TASK DIRECTIONS | Can you reproduce the data beneath, keeping every line exact?

Point annotation records |
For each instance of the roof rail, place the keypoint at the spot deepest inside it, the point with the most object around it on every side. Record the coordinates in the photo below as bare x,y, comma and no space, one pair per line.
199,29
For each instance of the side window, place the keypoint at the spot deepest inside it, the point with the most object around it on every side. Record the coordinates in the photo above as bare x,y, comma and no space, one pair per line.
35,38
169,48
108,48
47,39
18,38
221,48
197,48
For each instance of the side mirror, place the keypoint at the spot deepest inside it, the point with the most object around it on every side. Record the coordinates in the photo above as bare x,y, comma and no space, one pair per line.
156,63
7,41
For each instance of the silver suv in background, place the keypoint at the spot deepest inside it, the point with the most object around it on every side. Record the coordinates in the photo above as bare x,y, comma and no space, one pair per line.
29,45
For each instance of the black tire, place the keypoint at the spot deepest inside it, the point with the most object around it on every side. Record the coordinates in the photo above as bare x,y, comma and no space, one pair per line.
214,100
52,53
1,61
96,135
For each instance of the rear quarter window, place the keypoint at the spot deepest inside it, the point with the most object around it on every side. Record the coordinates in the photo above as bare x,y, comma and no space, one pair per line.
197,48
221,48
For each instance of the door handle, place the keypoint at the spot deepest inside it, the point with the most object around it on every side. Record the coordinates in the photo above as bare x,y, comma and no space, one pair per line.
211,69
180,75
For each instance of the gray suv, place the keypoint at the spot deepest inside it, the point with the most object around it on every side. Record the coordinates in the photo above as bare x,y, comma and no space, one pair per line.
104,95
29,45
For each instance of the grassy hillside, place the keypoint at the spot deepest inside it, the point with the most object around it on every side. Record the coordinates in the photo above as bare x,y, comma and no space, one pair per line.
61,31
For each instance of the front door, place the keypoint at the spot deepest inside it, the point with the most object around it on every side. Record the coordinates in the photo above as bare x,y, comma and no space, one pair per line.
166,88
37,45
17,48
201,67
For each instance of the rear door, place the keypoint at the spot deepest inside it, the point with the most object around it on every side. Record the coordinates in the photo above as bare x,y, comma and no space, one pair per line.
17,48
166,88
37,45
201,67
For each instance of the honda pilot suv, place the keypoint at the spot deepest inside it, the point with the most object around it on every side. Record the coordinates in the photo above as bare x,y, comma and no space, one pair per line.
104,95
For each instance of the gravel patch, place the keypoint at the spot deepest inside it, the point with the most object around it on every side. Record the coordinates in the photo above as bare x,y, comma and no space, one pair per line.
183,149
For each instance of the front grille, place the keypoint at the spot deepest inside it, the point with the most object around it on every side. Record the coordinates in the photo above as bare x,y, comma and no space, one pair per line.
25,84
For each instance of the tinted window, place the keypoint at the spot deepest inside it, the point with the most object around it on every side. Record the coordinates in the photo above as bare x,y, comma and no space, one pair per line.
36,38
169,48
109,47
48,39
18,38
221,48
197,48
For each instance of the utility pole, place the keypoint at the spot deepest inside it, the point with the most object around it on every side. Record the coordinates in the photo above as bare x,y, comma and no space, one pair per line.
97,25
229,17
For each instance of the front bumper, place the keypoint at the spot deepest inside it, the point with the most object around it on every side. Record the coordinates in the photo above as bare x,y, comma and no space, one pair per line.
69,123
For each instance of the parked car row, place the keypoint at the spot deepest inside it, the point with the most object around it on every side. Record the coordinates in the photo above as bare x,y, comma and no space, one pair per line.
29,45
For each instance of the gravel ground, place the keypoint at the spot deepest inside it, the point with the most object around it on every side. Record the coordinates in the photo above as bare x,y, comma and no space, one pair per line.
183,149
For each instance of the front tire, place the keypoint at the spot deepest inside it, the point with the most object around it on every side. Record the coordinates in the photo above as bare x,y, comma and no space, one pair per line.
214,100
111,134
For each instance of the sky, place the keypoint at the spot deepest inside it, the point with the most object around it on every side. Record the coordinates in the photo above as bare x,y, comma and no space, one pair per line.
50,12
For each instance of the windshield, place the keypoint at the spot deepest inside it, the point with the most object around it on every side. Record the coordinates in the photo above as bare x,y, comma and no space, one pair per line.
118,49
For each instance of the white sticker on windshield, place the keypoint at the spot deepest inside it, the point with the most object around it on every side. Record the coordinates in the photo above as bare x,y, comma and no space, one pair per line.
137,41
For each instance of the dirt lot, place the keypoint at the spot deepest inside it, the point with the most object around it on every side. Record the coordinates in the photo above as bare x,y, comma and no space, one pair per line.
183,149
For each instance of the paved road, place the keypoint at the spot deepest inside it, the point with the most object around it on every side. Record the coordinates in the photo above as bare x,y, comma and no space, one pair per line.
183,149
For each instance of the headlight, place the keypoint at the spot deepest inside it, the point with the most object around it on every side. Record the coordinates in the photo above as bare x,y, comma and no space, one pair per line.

EXPECTED ANSWER |
For each instance of the roof rail, place the keypoint at the spot deepest inside it, the point with the most object around it on every side. Record the coordinates in the photo below as bare x,y, comma and no space, one pair per line.
199,29
For each instance of the side window, place the keypoint at the spot deepest inside it, the point with the most object around it on every side. Record the coordinates in the photo above as bare x,y, comma and no space, one pair per line.
35,38
169,48
108,48
47,39
18,38
221,48
197,48
For each instance of the side mirror, place the keypoint at the spot deepest inside it, the point with the most object around it on every side. Record the coordinates in the photo above as bare x,y, comma and no space, one pair per line.
156,63
7,41
For each instance of the silver suv in background, place the keypoint at the spot deepest inside it, the point with the most object around it on every side. Record the coordinates in the photo above as bare x,y, comma and no space, one pair per line.
29,45
For each instance of the black tire, place the keypoint at the spot deepest inside it, the point with the most object around it on every side. Record the coordinates in the photo above as bare x,y, comma and no space, one pair per line.
214,100
52,53
1,61
96,135
For each instance of the rear quarter window, place the keypoint at the spot deepest inside it, the point with the most object around it on every side. Record the coordinates in the photo above as bare x,y, comma and no space, one pair per line.
197,48
221,48
For each instance of the door handle, place the keypoint at the spot deepest inside it, the point with the most object around it on every side. Record the coordinates in the photo above as bare x,y, comma and no space, one pair per line.
211,69
180,75
For each instance of the gray suv, place the keypoint at the spot deepest inside it, the point with the most object around it on every side. Record the coordinates in the photo above as bare x,y, comma and no space, one pair per line.
104,95
29,45
For each instance of the grassy hillside, place the keypoint at the spot deepest inside it, the point with the most object around it on every side. Record the coordinates in the photo above as bare x,y, comma and no space, one pair per line.
61,31
For each instance of the front door, place the keypoint at the spot deepest inside it, the point with the most object around it on every side. Record the coordinates in the photo above as bare x,y, comma and no space, one pair per line.
166,88
37,45
17,48
201,67
For each instance of the rear door, place the keypoint at the spot deepest inside it, the point with the most object around it on every side. Record the coordinates in the photo above as bare x,y, comma and no space, one pair per line.
17,48
166,88
37,45
201,67
For each instance of the honda pilot suv, place the keypoint at the spot deepest inside it, the point with the most object around it on every side. Record the coordinates in the photo above as bare x,y, comma and no space, one pair per line.
104,95
For each instance of the gravel patch, place the keypoint at the spot deepest inside it, the point with the most object around it on every side. Record the coordinates in the photo above as bare x,y, comma and no space, one pair per line.
183,149
For each instance of the front grille, place the keypoint at the spot deepest inside it, the point with the most object around it on every side. Record the coordinates in the photo above as bare x,y, comma and no space, one pair per line.
25,84
For each instance of the tinted window, place the keypoint at the spot deepest inside it, the point with the most object around it on every side. Record the coordinates in the photo above as bare x,y, comma and no space, one pair per line.
36,38
169,48
109,47
48,39
18,38
221,48
197,48
For each instance of the utility pole, place the keypoint at the spot deepest inside it, the point with the most object around it on every side. Record the coordinates in the photo above as bare x,y, comma and no space, one pair per line.
97,25
229,17
For each instance of the front bumper, place the keypoint at the spot deepest inside it, the point with the most object around it on every side. Record the coordinates in the photo above as bare x,y, comma and no space, one pair per line.
69,123
For each instance of the parked car row, place the keypoint at the spot deepest inside it, the point with the most object around it on every side. Record the coordinates in the photo above as bare x,y, comma and no space, one pair per line.
29,45
For each instance of the gravel ground, place the keypoint at the spot deepest inside it, the point with the most object around it on every side. Record the coordinates in the photo above as bare x,y, comma and no space, one pair per line.
183,149
For each instance of the front tire, place the keypoint at the spot deepest inside it, the point with the most object around it on every side. Record the coordinates in the photo above as bare x,y, comma and no space, one pair per line.
214,100
111,134
For each instance of the sky, place the keypoint at the spot deepest inside it, the point with the most object around it on every side. Record the coordinates in the photo above as bare x,y, comma and no space, one pair per line.
50,12
For each instance of the windshield, place the keypoint at the spot deepest inside it, the point with the most object around it on every side. Record the coordinates in the photo above as bare x,y, comma and no space, one pair per line.
118,49
For each instance of the white sticker on windshield, place the keypoint at the spot deepest inside it, the point with the most object around it on every side. Record the coordinates in the photo above as bare x,y, comma and no space, one pair per line.
137,41
For each instance of the dirt lot, place the keypoint at the spot deepest inside it, the point with the most object around it on every side. Record the coordinates in the photo above as bare x,y, comma and no space, one pair per line.
183,149
For each instance of the paved road, place the keypoint at the spot deepest inside it, the point with the most object around it on every side. Record the coordinates in the photo above as bare x,y, comma and no space, one pair per line.
183,149
For each instance of the headlight, place the keypoint at the spot deepest inside it, the point with the most object around it on every side. Record the coordinates in the photo above as bare x,y, comma and no space, one pair per line.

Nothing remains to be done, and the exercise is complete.